* **Görev**
Ortak yerlerle ilgili metnin "b) Her kat malikinin" ifadesinden "yer) konusuna girer." ifadesine kadar olan kısmını, "bacalar" yerine "havalandırma kanalları" koyarak lütfen yeniden yazın.

* **Belge alıntısı**
KAT MÜLKİYETİNDE ORTAK YERLERİN KAPSAMI VE KULLANIMI

KAT MÜLKİYETİNDE ORTAK YERLERİN KAPSAMI VE KULLANIMI

25.07.2017

Günümüzde sıkça karşılaşılan sorunlardan biri de kat mülkiyetine tabi taşınmazların ortak yerlerinin kullanımı ve kullanım esnasında ortaya çıkan uyuşmazlıklardır.

Kat Mülkiyeti Kanun’u (KMK) [1] madde 4’te ortak yerlerin kapsamı belirtilmiştir:

Madde 4 – Ortak yerlerin konusu sözleşme ile belirtilebilir. Aşağıda yazılı yerler ve şeyler bu Kanun gereğince her halde ortak yer sayılır.

a) Temeller ve ana duvarlar, taşıyıcı sistemi oluşturan kiriş, kolon ve perde duvarlar ile taşıyıcı sistemin parçası diğer elemanlar, bağımsız bölümleri ayıran ortak duvarlar, tavan ve tabanlar, avlular, genel giriş kapıları, antreler, merdivenler, asansörler, sahanlıklar, koridorlar ve buralardaki genel tuvalet ve lavabolar, kapıcı daire veya odaları, genel çamaşırlık ve çamaşır kurutma yerleri, genel kömürlük ve ortak garajlar, elektrik, su ve havagazı saatlerinin korunmasına mahsus olup bağımsız bölüm dışında bulunan yuvalar ve kapalı kısımlar, kalorifer daireleri, kuyu ve sarnıçlar, yapının genel su depoları, sığınaklar, 

b) Her kat malikinin kendi bölümü dışındaki kanalizasyon tesisleri ve çöp kanalları ile kalorifer, su, havagazı ve elektrik tesisleri, telefon, radyo ve televizyon için ortak şebeke ve antenler sıcak ve soğuk hava tesisleri, 

c) Çatılar, bacalar, genel dam terasları, yağmur olukları, yangın emniyet merdivenleri. Yukarıda sayılanların dışında kalıp da, yine ortaklaşa kullanma, korunma veya faydalanma için zaruri olan diğer yerler ve şeyler de (Ortak yer) konusuna girer.

* **Alıntılanan satırlar**
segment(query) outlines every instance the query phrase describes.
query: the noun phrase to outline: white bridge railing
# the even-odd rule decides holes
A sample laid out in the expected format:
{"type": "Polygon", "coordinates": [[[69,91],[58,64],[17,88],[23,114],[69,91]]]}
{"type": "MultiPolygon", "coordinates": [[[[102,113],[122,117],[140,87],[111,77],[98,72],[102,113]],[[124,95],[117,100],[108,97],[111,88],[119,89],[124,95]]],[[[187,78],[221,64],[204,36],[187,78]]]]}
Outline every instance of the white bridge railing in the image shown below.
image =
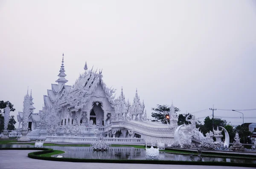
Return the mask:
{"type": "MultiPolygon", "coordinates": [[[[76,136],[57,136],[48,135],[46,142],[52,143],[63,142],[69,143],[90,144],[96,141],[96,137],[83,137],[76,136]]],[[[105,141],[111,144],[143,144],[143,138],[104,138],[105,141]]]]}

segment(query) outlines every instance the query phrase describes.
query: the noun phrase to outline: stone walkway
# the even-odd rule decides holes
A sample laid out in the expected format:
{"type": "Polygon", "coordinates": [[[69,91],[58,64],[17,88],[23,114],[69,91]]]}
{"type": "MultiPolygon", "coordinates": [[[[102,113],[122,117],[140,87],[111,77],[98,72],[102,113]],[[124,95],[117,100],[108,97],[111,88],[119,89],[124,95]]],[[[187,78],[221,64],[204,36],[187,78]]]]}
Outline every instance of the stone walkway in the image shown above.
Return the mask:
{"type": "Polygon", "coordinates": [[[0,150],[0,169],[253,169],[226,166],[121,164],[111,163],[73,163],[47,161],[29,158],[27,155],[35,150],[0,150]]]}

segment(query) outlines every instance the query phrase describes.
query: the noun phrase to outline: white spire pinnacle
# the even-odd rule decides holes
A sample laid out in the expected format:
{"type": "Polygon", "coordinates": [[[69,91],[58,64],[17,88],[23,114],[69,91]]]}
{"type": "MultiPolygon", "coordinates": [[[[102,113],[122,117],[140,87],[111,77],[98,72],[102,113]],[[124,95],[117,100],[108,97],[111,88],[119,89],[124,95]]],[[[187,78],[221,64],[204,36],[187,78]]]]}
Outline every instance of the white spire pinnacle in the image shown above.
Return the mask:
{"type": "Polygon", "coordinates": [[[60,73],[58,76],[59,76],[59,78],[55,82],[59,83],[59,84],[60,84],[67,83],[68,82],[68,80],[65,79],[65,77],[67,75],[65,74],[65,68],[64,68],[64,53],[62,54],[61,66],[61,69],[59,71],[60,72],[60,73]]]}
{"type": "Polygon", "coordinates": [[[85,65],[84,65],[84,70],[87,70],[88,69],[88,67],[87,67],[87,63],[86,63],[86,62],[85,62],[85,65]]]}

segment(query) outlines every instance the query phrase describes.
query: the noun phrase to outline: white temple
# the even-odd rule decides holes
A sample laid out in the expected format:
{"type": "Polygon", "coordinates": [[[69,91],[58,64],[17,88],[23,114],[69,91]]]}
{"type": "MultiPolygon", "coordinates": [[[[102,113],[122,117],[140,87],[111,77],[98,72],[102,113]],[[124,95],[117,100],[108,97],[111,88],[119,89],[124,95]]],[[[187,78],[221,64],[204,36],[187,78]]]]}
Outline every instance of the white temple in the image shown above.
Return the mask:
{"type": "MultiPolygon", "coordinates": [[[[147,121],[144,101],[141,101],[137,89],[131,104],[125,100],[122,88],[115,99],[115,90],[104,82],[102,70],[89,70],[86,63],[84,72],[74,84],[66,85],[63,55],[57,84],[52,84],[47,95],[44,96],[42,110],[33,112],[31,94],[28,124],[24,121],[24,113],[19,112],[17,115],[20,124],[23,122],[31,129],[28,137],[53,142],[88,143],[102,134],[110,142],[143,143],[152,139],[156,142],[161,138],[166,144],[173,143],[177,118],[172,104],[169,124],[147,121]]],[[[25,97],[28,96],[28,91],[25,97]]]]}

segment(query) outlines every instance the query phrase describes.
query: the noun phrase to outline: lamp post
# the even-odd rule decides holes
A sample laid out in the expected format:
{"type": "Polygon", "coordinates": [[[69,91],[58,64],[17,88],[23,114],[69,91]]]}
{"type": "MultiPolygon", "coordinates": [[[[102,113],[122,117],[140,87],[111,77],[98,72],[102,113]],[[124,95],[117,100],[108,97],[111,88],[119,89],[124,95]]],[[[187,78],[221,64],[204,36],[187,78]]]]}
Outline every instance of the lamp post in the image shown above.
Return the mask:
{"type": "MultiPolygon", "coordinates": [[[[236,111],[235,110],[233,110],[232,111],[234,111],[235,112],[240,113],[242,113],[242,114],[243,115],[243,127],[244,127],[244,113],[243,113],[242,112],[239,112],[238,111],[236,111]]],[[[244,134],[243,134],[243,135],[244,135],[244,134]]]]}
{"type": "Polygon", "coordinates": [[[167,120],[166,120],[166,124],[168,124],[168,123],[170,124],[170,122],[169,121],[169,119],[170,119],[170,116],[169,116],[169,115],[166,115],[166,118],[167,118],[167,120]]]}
---
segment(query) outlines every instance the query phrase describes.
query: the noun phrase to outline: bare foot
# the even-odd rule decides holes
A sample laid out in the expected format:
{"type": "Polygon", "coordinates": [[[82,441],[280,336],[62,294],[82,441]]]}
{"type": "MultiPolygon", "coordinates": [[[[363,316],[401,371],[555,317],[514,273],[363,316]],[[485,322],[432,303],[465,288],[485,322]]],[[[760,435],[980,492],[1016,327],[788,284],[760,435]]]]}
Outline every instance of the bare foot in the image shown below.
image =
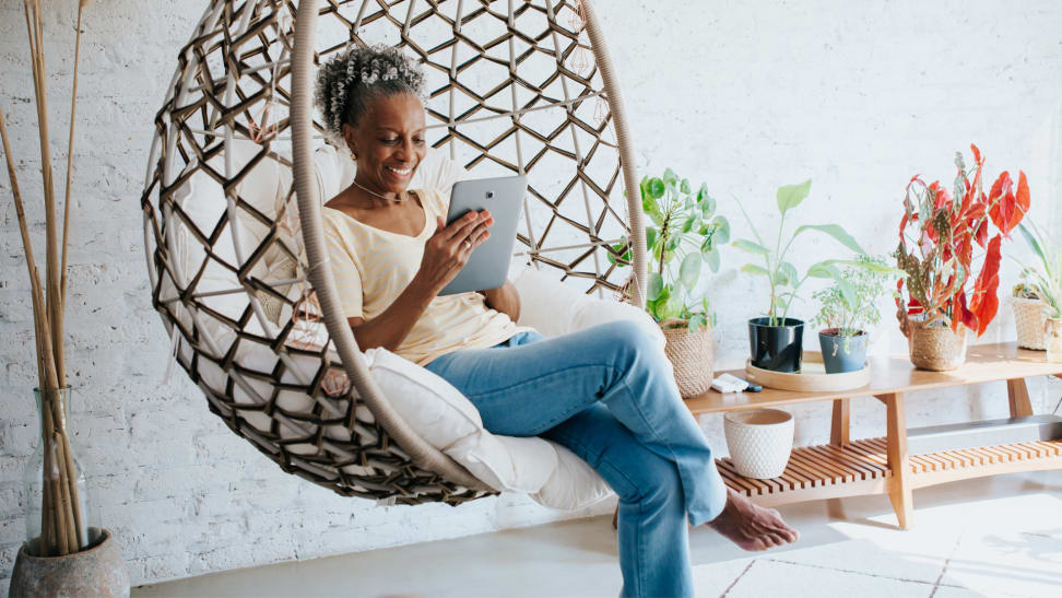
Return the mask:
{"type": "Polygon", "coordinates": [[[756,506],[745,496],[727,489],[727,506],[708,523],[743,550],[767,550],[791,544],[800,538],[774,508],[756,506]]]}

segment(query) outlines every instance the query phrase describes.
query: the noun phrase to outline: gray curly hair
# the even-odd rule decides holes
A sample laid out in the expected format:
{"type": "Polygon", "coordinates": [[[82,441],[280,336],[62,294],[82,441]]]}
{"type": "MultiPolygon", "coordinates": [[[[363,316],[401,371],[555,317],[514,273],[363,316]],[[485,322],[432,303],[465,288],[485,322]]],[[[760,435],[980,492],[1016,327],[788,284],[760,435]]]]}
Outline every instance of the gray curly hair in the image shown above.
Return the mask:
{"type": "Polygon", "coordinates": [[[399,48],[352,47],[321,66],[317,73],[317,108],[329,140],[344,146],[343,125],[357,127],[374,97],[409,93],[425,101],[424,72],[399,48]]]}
==
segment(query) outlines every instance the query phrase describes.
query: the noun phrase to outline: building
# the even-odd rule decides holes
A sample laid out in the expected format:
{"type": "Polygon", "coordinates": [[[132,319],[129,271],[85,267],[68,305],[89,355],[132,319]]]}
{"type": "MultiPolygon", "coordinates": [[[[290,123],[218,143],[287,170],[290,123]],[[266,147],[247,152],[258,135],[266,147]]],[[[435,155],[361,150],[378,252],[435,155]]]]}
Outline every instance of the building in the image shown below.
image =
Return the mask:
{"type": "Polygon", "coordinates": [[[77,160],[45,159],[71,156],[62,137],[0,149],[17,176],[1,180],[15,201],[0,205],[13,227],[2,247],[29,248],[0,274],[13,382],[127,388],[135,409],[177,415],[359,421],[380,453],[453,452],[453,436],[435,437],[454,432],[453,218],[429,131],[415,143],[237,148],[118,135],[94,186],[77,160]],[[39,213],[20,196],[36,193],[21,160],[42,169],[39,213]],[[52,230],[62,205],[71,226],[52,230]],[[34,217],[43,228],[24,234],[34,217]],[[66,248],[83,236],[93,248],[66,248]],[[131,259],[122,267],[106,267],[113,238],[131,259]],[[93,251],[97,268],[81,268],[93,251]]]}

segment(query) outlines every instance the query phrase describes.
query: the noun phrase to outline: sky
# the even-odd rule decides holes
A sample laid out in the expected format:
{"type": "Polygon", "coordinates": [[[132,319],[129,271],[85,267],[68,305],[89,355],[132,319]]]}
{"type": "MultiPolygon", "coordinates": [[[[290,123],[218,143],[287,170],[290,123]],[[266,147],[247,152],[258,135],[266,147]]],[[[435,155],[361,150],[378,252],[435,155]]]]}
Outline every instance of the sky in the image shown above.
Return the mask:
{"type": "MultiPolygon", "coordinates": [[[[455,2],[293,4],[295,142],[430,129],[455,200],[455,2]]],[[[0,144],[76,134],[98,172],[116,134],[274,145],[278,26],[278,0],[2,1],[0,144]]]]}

* **Alıştırma sonucu**
b) Her kat malikinin kendi bölümü dışındaki kanalizasyon tesisleri ve çöp kanalları ile kalorifer, su, havagazı ve elektrik tesisleri, telefon, radyo ve televizyon için ortak şebeke ve antenler sıcak ve soğuk hava tesisleri, 

c) Çatılar, havalandırma kanalları, genel dam terasları, yağmur olukları, yangın emniyet merdivenleri. Yukarıda sayılanların dışında kalıp da, yine ortaklaşa kullanma, korunma veya faydalanma için zaruri olan diğer yerler ve şeyler de (Ortak yer) konusuna girer.